• What is being asked
Count the lines in the rows below that contain the string "nose", matching case exactly. Give only the number.

Location annotation dataset excerpts
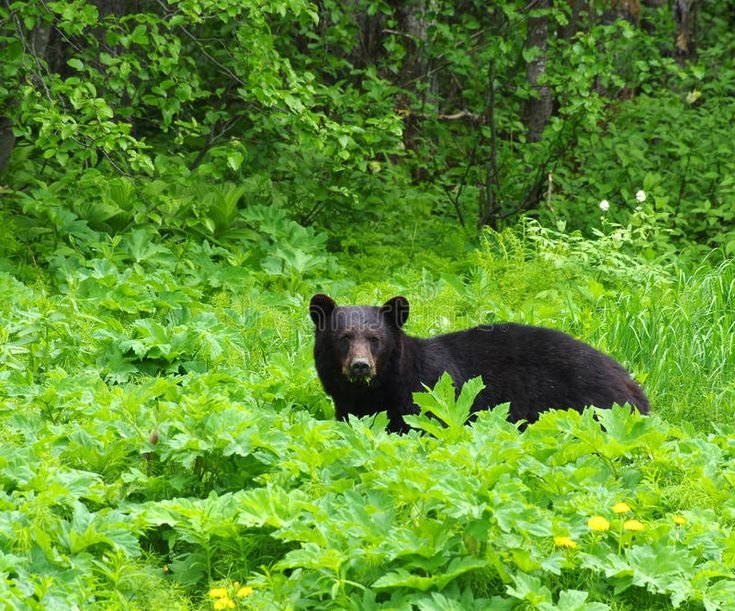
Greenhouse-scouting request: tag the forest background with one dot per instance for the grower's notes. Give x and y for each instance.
(177, 178)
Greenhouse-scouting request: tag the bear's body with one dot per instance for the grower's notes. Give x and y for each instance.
(367, 364)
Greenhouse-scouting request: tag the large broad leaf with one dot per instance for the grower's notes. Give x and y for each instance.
(401, 578)
(441, 406)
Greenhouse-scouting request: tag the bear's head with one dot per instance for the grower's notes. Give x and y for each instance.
(360, 339)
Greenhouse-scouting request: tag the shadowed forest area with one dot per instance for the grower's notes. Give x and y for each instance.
(179, 177)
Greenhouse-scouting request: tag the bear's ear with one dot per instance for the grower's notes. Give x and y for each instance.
(396, 310)
(320, 309)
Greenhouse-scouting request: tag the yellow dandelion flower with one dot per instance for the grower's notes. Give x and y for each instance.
(598, 523)
(244, 591)
(565, 542)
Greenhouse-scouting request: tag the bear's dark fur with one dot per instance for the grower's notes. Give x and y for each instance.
(367, 364)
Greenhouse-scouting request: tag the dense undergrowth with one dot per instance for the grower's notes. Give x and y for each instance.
(166, 443)
(178, 179)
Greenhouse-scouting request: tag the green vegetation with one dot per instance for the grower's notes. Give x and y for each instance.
(176, 183)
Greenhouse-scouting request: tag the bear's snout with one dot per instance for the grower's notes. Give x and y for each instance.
(360, 368)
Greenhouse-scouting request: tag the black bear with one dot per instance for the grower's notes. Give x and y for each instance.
(367, 364)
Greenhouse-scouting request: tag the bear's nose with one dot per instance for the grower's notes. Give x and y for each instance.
(360, 367)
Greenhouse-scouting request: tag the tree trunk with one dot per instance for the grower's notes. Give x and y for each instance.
(538, 109)
(685, 18)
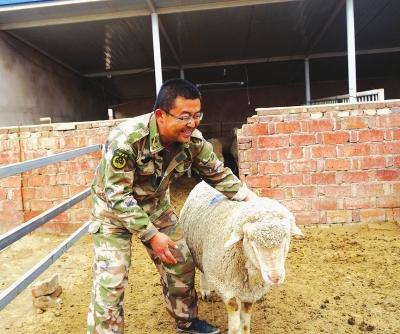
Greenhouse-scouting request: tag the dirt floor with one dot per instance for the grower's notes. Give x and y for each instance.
(339, 280)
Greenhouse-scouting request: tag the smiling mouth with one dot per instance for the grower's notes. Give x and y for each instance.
(187, 133)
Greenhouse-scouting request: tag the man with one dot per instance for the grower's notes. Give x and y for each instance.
(131, 195)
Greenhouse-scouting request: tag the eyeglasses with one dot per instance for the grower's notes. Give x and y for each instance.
(187, 118)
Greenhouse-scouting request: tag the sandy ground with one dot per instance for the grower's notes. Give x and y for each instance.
(339, 280)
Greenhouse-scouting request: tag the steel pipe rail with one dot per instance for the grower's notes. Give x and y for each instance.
(18, 232)
(24, 166)
(15, 289)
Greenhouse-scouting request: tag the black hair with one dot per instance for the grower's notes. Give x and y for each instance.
(173, 88)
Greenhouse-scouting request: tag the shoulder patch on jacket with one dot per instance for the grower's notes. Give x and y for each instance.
(119, 159)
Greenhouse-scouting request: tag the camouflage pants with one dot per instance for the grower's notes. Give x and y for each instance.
(112, 245)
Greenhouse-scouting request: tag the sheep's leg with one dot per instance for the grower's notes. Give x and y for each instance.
(233, 307)
(204, 287)
(245, 315)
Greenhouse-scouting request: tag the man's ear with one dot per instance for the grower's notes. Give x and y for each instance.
(158, 113)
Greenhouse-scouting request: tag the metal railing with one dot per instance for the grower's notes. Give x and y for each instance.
(366, 96)
(17, 233)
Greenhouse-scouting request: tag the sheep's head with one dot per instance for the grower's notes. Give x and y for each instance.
(266, 239)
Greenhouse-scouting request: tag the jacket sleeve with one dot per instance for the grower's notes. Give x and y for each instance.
(118, 165)
(213, 171)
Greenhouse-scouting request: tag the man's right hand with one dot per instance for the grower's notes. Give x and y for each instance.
(160, 244)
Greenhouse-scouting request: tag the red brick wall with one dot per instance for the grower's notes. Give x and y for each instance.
(23, 197)
(328, 164)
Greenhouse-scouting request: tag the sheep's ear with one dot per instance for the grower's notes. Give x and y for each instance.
(294, 229)
(234, 238)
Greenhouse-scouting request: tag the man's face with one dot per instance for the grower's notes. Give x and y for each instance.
(174, 130)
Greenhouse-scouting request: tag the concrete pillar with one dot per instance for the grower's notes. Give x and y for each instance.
(156, 51)
(307, 80)
(351, 51)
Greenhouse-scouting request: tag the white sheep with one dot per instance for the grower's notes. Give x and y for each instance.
(240, 248)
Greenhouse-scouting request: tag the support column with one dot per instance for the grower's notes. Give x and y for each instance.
(156, 51)
(307, 80)
(351, 51)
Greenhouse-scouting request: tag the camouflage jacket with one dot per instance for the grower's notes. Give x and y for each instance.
(131, 187)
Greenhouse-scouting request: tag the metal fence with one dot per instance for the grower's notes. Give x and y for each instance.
(366, 96)
(17, 233)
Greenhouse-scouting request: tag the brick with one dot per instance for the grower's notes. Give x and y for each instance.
(303, 191)
(388, 175)
(334, 191)
(255, 129)
(359, 203)
(355, 177)
(289, 153)
(372, 162)
(273, 141)
(323, 178)
(391, 148)
(40, 204)
(291, 179)
(316, 115)
(302, 139)
(307, 218)
(370, 112)
(271, 168)
(383, 111)
(342, 114)
(339, 216)
(368, 190)
(256, 155)
(275, 193)
(258, 181)
(351, 150)
(371, 135)
(396, 215)
(45, 287)
(334, 138)
(389, 121)
(337, 164)
(372, 215)
(354, 123)
(287, 127)
(320, 204)
(303, 166)
(243, 140)
(388, 202)
(323, 152)
(396, 188)
(319, 125)
(295, 204)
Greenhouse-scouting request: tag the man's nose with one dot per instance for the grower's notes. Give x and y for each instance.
(191, 123)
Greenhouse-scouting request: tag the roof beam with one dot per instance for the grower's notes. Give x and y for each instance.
(164, 33)
(245, 61)
(339, 6)
(16, 7)
(132, 13)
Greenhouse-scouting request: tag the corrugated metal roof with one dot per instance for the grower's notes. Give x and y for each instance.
(202, 37)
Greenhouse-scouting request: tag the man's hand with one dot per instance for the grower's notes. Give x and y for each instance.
(160, 244)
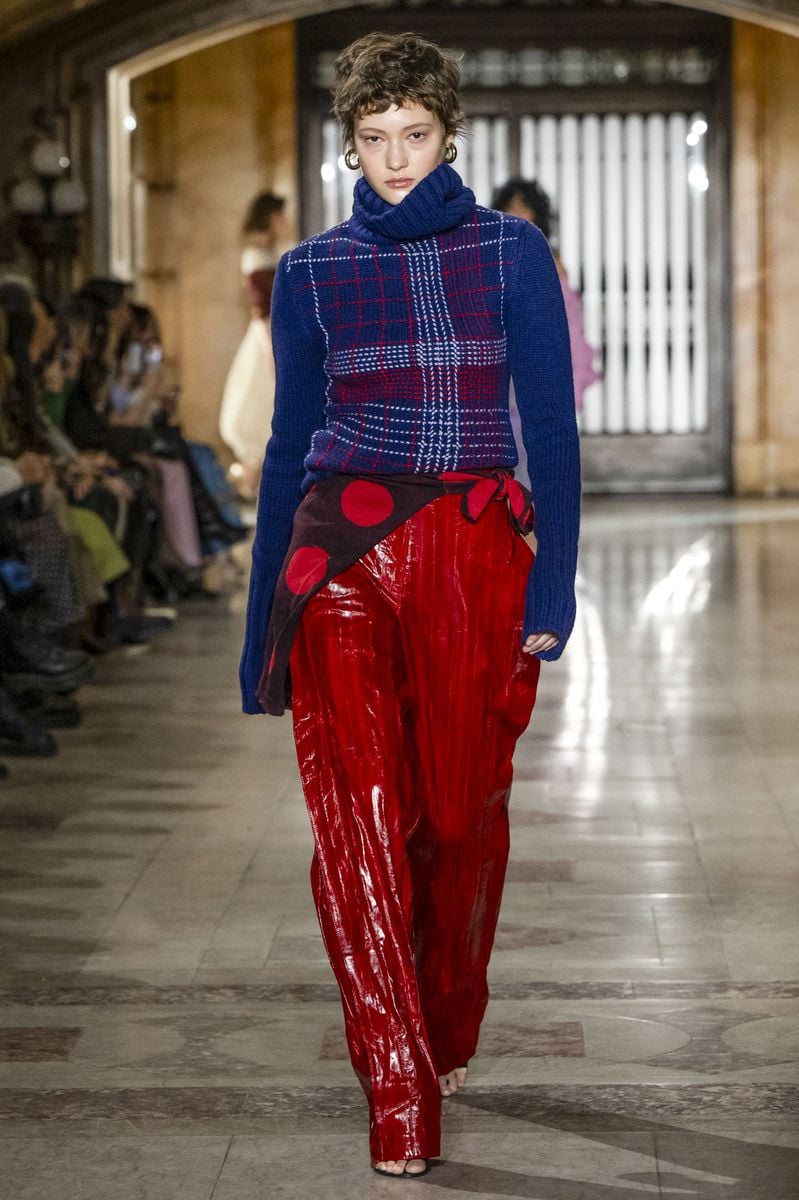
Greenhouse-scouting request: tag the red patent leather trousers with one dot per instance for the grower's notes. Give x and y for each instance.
(409, 693)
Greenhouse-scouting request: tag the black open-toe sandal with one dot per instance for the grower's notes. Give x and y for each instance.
(404, 1175)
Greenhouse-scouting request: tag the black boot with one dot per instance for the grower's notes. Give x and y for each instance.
(30, 661)
(20, 736)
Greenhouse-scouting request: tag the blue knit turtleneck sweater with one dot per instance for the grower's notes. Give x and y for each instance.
(395, 339)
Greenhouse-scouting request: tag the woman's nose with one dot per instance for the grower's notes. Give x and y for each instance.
(396, 156)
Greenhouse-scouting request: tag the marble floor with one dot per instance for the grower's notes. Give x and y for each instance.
(168, 1024)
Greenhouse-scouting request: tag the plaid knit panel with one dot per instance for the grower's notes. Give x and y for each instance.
(416, 355)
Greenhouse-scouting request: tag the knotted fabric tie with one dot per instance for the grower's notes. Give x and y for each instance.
(498, 485)
(340, 520)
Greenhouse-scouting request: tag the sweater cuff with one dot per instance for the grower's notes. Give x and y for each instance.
(254, 651)
(541, 617)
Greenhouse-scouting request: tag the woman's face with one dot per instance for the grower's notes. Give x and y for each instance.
(398, 148)
(43, 334)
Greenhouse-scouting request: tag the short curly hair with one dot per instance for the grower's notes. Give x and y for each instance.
(380, 70)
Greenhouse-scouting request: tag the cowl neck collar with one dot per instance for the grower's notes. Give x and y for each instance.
(438, 202)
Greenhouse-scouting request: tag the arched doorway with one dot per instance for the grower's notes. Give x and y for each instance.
(756, 460)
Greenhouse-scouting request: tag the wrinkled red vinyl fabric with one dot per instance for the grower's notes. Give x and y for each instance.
(410, 690)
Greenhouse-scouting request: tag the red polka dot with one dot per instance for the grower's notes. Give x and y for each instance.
(306, 567)
(365, 503)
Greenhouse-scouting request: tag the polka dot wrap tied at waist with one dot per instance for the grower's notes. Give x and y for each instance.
(340, 520)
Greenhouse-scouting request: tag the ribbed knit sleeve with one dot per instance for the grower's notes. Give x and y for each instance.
(540, 364)
(299, 407)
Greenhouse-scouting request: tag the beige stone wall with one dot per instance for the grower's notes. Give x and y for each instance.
(215, 127)
(766, 261)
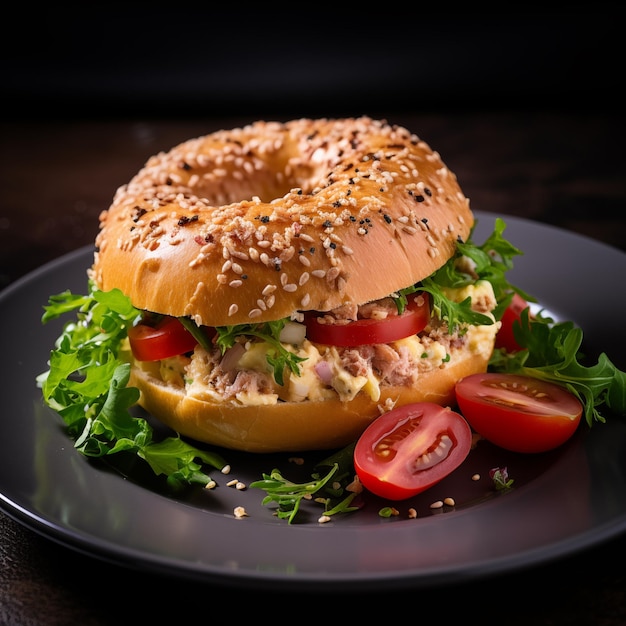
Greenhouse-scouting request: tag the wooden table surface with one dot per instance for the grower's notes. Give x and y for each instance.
(55, 178)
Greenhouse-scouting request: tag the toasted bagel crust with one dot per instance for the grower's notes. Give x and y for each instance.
(255, 223)
(293, 426)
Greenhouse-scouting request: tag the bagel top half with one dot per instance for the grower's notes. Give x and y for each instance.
(255, 223)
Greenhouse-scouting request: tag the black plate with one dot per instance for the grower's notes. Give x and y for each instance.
(562, 502)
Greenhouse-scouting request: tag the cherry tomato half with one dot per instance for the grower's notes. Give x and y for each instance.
(167, 338)
(411, 448)
(512, 315)
(369, 331)
(518, 413)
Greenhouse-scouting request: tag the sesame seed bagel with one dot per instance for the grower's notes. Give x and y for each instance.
(252, 224)
(267, 222)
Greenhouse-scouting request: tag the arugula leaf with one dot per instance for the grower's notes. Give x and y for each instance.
(278, 356)
(552, 352)
(87, 384)
(289, 495)
(471, 262)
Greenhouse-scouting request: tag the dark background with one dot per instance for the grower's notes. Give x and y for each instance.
(315, 60)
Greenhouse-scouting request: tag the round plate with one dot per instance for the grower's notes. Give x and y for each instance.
(561, 501)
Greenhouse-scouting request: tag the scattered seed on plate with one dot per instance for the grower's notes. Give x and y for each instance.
(240, 512)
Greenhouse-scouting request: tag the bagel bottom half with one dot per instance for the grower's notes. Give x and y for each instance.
(293, 426)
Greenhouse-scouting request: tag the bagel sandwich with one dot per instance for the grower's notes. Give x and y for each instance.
(295, 280)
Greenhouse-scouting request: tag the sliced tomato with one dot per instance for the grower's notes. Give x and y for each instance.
(519, 413)
(165, 339)
(370, 331)
(411, 448)
(512, 315)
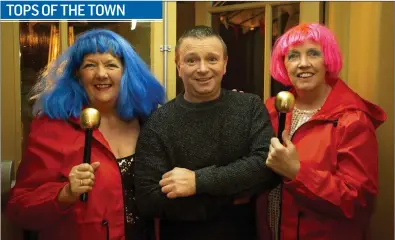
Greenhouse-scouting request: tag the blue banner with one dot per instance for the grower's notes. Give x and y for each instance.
(80, 10)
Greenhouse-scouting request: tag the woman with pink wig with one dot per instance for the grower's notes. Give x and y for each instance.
(329, 160)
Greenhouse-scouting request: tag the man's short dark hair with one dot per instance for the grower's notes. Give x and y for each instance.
(200, 32)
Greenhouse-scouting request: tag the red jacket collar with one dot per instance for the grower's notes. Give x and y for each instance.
(340, 100)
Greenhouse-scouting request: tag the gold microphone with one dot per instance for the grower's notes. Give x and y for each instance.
(89, 120)
(284, 103)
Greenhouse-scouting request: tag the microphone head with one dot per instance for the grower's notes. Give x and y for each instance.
(284, 102)
(90, 118)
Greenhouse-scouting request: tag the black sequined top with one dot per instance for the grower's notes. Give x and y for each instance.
(135, 227)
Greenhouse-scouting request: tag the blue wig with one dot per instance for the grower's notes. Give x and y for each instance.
(61, 96)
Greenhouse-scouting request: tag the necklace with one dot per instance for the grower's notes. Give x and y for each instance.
(299, 117)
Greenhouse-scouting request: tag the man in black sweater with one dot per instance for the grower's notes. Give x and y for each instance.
(200, 158)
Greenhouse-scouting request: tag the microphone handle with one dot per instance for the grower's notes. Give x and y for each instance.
(87, 157)
(281, 126)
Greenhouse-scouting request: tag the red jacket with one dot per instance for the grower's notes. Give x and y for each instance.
(54, 147)
(332, 195)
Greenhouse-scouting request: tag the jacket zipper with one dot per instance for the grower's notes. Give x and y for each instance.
(105, 223)
(298, 226)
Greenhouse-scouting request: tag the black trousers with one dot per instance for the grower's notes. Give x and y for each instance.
(233, 223)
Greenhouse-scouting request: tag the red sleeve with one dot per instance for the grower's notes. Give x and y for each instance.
(32, 202)
(353, 185)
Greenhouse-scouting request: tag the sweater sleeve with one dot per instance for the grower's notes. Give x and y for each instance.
(151, 163)
(249, 173)
(33, 200)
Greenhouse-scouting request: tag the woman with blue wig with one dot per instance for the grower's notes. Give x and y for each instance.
(100, 70)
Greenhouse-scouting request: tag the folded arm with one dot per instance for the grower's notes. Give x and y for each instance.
(249, 173)
(151, 163)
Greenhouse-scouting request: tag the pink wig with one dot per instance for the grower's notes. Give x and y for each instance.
(298, 35)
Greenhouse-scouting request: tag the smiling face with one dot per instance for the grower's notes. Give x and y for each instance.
(201, 66)
(100, 75)
(305, 66)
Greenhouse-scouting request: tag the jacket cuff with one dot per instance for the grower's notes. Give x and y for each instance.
(202, 181)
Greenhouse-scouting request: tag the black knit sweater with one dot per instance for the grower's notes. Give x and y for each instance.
(225, 141)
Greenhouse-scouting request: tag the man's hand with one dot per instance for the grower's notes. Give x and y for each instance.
(179, 182)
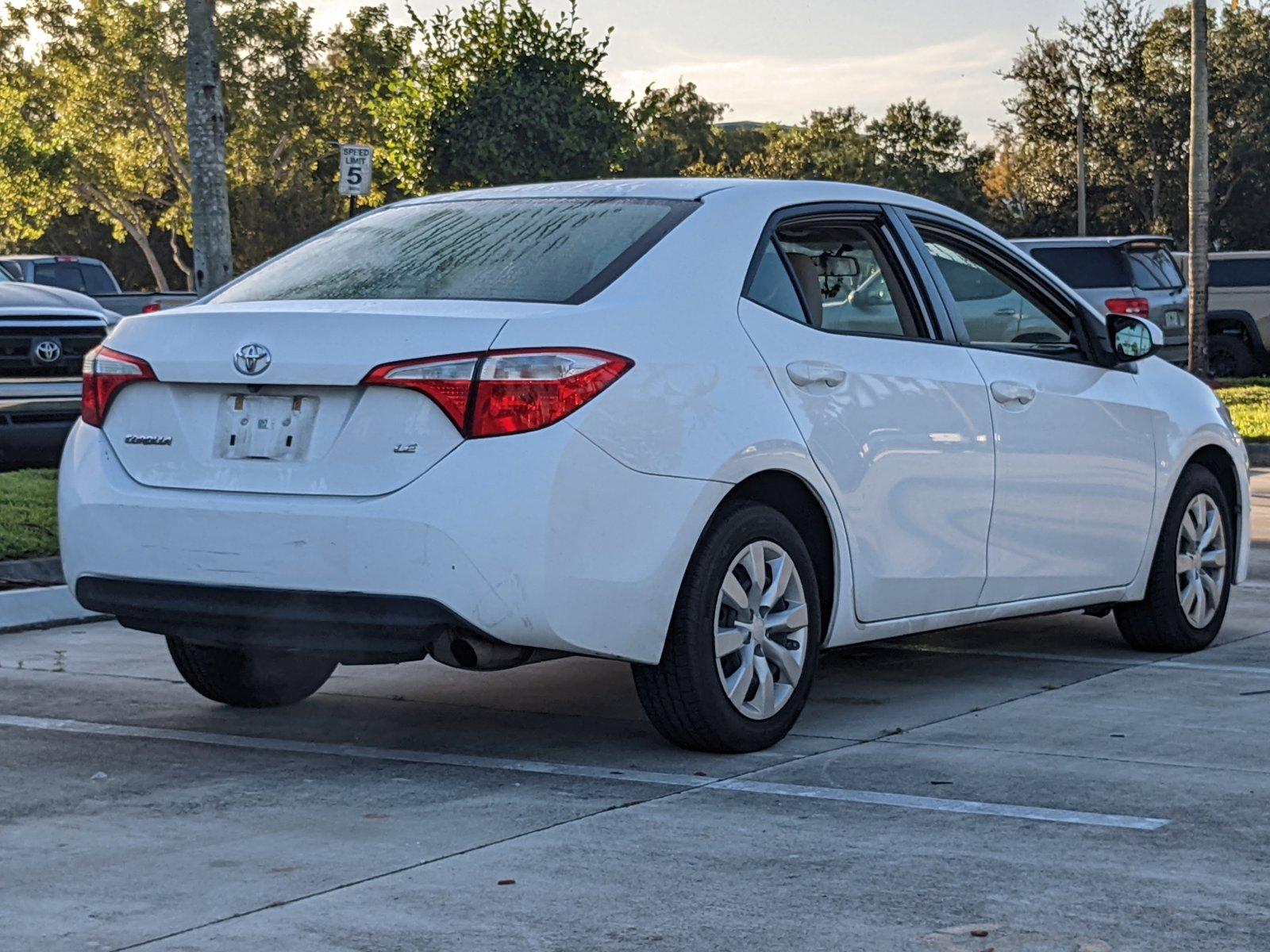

• Solution to the problem
3